====== STORED DATA

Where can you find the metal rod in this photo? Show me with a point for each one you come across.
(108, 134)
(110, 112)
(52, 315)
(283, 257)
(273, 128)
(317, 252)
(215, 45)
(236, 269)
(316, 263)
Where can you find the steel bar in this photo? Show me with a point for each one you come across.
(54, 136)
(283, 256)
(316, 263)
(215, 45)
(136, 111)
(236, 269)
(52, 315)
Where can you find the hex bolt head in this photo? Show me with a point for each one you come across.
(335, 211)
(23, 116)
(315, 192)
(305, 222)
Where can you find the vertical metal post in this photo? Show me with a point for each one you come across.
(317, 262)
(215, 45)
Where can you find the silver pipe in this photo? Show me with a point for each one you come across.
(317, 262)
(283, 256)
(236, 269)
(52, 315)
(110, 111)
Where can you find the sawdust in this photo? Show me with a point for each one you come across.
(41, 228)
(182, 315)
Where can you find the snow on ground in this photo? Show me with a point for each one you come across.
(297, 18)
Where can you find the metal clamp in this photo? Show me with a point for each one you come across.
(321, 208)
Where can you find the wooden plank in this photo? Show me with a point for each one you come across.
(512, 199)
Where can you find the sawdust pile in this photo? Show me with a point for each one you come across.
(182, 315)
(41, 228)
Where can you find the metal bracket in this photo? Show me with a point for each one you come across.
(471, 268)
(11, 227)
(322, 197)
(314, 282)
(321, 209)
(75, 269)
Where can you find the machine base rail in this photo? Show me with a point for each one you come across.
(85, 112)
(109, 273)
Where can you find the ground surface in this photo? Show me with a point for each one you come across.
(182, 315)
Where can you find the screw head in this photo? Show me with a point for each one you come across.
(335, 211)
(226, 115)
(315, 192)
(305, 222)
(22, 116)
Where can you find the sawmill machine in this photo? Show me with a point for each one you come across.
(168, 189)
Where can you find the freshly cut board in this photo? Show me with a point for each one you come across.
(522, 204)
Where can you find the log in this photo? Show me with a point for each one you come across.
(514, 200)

============

# [SHORT PROBLEM]
Write out the complete set of records exactly as given.

# [EXPECTED ANSWER]
Where can you find the metal rod in this photo? Show me with a point for each one you come across.
(108, 134)
(110, 112)
(52, 315)
(283, 257)
(273, 128)
(317, 252)
(215, 45)
(236, 269)
(316, 263)
Where can you find the steel bar in this photo? Show me with a point for each one you come across.
(54, 136)
(283, 256)
(316, 263)
(215, 45)
(136, 111)
(236, 269)
(52, 315)
Where can you find the hex bolt head in this photo? Show me with a point for each one you come across.
(335, 211)
(23, 116)
(315, 192)
(305, 222)
Where can you find the vertical metal post in this photo? Show me with a point for each one you come across.
(317, 262)
(215, 45)
Where can you find the silver pipe in this photo? Show me with a point for each one you come across.
(317, 262)
(283, 256)
(236, 269)
(52, 315)
(110, 111)
Where can you find the sawdust in this photo? Show me with a point for each one you come across.
(41, 228)
(182, 315)
Where can you find the snow on ground in this photo? Show me with a point for each one you come across.
(297, 18)
Where can you find the metal clamp in this photo? Show me with a point for each one you come across.
(321, 208)
Where can you find the wooden plank in this photo? Show me with a point for each one you come across.
(512, 199)
Where can you find the sawdust pile in this photo? Show me with a point for each one you come across.
(182, 315)
(41, 228)
Where can you find the metal bracket in this photo? Show me with a point for each one you come across.
(471, 268)
(11, 227)
(322, 197)
(314, 282)
(321, 209)
(75, 269)
Where can you find the machine base rail in this photo? Show me with a point for each one you come across.
(85, 112)
(109, 273)
Where can you find the ground surface in this photo? Show me with a point for each one you come across.
(182, 315)
Where can you find the screw head in this photo? Show me with a point for each one you come across.
(335, 211)
(226, 115)
(315, 192)
(305, 222)
(22, 116)
Where can you find the sawmill machine in this photo? Show me with a point for each one you come across.
(168, 189)
Where can you find the freshly cut board in this photo? Show me with a point for each one you come across.
(522, 204)
Where can you find the log in this photo? Show me with a point for each one you come across.
(514, 200)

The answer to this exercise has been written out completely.